• **REQUIRED WORK**
Task for the records below: copy exactly from the first line on, stopping once the line with "Target: brown fur" is copied, and leave out the pictures.

• **Region pointing data**
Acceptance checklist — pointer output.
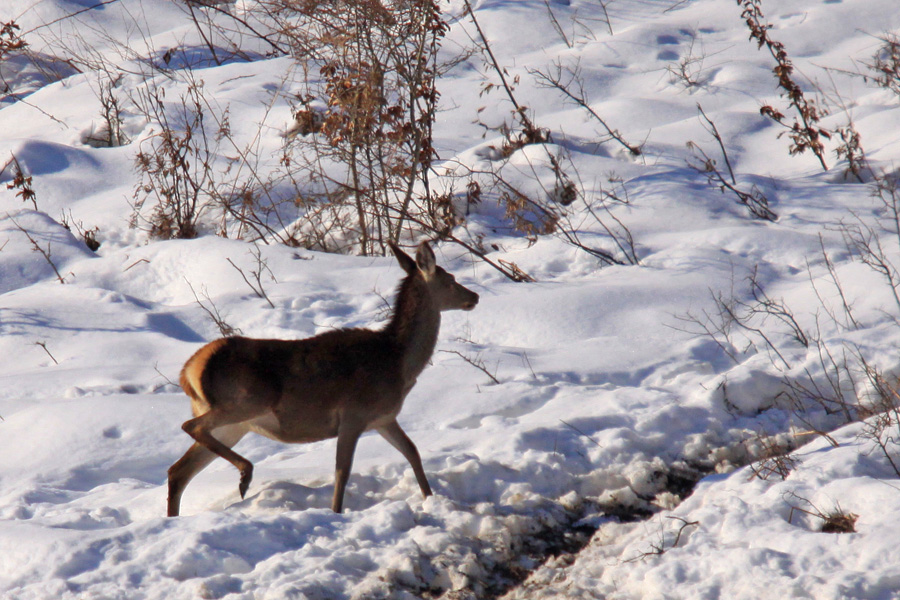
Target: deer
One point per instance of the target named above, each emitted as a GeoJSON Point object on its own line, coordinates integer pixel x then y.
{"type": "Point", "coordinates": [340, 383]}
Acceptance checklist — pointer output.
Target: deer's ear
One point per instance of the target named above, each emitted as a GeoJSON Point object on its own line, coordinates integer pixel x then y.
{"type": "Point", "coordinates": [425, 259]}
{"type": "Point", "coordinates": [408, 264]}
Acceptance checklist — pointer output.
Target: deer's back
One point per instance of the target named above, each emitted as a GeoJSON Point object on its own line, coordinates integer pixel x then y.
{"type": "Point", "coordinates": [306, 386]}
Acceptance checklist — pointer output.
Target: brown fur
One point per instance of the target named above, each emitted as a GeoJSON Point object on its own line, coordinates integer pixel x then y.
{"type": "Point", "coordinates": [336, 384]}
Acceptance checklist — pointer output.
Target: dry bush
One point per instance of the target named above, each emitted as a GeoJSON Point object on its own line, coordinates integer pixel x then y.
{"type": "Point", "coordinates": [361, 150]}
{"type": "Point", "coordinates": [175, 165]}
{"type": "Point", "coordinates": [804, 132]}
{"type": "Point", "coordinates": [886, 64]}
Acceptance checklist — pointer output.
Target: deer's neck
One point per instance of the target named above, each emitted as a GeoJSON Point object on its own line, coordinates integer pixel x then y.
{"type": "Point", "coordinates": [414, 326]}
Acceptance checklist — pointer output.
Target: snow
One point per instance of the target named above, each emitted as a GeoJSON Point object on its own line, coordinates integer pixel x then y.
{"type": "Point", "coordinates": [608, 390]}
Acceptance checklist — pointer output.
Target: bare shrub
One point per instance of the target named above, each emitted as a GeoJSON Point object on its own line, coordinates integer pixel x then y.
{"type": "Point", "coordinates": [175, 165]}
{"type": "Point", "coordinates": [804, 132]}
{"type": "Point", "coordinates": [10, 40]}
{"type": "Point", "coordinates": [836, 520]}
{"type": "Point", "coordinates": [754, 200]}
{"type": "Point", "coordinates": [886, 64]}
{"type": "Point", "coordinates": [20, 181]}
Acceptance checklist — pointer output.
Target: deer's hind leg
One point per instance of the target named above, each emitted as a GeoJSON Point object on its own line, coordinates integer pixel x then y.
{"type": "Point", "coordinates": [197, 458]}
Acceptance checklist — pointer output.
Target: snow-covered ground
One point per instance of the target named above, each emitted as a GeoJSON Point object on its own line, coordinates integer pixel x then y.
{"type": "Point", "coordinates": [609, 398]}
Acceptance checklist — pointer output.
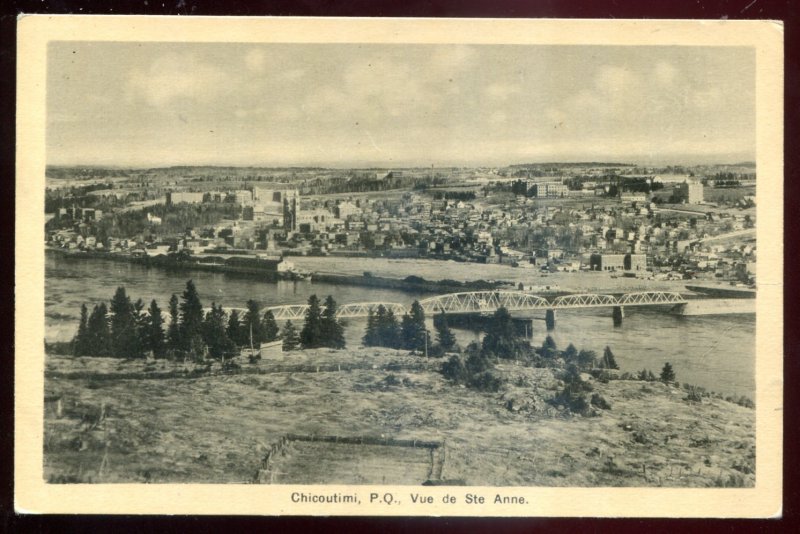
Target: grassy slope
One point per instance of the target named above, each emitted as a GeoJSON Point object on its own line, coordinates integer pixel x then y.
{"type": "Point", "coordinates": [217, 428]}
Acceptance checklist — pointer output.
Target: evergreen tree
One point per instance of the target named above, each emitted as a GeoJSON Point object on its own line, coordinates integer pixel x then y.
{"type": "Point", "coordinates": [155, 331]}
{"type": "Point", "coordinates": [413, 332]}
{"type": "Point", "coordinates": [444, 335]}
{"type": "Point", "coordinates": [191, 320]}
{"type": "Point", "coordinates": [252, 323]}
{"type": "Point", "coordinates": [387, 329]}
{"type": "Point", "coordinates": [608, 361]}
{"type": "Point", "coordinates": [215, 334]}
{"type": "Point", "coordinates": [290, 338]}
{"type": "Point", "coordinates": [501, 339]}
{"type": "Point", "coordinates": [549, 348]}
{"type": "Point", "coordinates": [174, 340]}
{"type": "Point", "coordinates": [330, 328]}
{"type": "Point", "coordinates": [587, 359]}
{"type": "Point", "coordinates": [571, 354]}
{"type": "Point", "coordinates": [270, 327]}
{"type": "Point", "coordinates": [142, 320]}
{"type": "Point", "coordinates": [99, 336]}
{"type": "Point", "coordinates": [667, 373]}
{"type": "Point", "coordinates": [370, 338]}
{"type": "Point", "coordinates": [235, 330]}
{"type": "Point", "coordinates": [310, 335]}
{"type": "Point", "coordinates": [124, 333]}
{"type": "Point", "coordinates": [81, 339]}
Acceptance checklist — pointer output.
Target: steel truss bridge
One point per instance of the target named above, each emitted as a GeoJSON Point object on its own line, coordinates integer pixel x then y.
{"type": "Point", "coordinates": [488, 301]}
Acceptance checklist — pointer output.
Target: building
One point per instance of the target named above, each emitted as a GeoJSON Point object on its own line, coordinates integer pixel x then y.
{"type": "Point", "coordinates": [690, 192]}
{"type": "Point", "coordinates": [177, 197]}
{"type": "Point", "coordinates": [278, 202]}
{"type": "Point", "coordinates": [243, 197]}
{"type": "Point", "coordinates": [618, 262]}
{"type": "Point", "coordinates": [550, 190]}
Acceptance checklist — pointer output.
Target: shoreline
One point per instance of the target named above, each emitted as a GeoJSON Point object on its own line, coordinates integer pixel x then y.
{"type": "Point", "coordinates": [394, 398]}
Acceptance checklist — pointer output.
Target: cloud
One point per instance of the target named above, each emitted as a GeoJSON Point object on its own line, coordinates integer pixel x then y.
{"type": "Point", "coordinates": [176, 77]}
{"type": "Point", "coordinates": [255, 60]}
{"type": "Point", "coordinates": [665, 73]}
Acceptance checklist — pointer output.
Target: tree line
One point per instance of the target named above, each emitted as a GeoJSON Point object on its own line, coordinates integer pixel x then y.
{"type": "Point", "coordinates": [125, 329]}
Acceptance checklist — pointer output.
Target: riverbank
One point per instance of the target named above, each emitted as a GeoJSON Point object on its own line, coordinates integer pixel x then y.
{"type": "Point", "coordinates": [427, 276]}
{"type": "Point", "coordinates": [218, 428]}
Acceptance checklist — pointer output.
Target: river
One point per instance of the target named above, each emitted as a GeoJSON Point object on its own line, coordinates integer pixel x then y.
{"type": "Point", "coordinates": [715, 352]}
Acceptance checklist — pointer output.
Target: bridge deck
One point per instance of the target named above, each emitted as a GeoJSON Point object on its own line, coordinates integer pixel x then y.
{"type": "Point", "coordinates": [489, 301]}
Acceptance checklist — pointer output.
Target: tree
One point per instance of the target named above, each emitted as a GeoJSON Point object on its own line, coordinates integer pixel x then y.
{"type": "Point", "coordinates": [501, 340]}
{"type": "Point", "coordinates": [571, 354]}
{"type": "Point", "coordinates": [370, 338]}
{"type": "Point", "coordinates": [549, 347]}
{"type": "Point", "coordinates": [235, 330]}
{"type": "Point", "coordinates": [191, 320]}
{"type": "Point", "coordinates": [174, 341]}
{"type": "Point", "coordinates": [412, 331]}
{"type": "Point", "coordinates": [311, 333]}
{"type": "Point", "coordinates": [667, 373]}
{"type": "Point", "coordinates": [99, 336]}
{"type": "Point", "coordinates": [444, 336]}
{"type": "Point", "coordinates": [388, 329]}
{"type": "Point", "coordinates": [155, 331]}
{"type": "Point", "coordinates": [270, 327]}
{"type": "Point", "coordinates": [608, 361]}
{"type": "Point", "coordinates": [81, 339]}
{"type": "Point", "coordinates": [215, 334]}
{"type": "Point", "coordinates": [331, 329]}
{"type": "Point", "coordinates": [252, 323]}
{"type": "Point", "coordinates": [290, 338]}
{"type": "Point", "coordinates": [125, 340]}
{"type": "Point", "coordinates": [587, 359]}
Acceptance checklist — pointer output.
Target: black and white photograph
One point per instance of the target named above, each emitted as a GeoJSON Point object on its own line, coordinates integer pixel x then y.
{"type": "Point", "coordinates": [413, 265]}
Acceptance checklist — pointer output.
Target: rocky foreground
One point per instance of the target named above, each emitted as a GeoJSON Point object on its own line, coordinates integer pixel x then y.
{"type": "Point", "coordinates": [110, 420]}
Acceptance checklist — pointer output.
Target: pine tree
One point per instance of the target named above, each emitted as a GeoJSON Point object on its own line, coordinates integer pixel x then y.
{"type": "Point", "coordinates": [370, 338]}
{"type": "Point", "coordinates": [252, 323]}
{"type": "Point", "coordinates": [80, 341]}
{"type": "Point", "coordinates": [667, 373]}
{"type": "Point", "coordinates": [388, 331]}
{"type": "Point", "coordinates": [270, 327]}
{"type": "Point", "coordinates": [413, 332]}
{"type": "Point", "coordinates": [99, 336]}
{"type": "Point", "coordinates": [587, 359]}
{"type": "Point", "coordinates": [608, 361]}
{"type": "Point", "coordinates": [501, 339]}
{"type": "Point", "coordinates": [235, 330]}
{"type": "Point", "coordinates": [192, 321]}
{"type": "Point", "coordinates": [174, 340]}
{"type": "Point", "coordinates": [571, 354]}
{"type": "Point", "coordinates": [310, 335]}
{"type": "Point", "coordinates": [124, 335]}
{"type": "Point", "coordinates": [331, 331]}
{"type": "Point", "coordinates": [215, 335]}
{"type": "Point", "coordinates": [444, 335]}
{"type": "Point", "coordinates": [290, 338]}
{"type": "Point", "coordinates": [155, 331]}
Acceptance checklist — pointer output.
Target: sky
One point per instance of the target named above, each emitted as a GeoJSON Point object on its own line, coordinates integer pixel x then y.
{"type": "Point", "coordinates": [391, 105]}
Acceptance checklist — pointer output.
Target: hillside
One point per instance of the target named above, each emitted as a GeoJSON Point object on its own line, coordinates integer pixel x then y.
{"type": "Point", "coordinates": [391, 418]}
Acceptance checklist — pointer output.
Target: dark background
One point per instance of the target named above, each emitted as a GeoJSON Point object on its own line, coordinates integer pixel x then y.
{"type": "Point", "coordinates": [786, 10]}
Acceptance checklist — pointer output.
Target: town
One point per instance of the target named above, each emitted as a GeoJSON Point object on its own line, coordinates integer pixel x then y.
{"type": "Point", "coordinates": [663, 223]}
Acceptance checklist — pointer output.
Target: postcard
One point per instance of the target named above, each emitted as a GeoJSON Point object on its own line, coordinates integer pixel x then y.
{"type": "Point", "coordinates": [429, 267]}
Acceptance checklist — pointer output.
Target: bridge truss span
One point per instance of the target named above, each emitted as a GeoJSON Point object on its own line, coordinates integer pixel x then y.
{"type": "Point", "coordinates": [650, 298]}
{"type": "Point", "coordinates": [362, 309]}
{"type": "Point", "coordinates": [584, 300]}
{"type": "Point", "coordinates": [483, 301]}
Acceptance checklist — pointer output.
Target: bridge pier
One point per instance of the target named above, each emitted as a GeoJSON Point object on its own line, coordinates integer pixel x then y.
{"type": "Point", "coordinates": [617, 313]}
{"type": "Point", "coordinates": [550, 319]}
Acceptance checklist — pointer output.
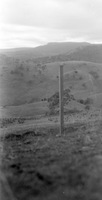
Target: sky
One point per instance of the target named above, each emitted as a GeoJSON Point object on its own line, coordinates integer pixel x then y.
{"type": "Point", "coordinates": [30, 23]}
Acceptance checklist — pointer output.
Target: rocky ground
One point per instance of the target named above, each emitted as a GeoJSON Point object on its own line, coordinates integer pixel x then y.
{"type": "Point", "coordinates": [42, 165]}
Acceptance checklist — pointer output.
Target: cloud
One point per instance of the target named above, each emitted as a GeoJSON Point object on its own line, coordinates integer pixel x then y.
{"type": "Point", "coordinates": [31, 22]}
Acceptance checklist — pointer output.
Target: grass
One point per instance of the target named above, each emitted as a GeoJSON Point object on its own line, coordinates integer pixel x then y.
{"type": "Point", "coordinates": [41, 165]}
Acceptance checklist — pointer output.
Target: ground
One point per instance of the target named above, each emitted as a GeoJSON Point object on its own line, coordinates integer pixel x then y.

• **RESPONSE BELOW**
Acceptance checklist — pointer output.
Target: deer
One point per instance of the target named above, each emitted as a GeoJSON Point object on its own line, coordinates integer pixel x then y.
{"type": "Point", "coordinates": [340, 383]}
Acceptance checklist — pointer output.
Target: deer's ear
One point per instance of the target named above, each emitted as a GeoJSON Point object on its own line, coordinates integer pixel x then y.
{"type": "Point", "coordinates": [425, 259]}
{"type": "Point", "coordinates": [408, 264]}
Acceptance checklist — pointer output.
Target: deer's back
One point per instance of the target named above, each emitted as a GeoJSON Point object on its own line, coordinates integer pixel x then y.
{"type": "Point", "coordinates": [306, 386]}
Acceptance checklist — pointer output.
Target: brown fur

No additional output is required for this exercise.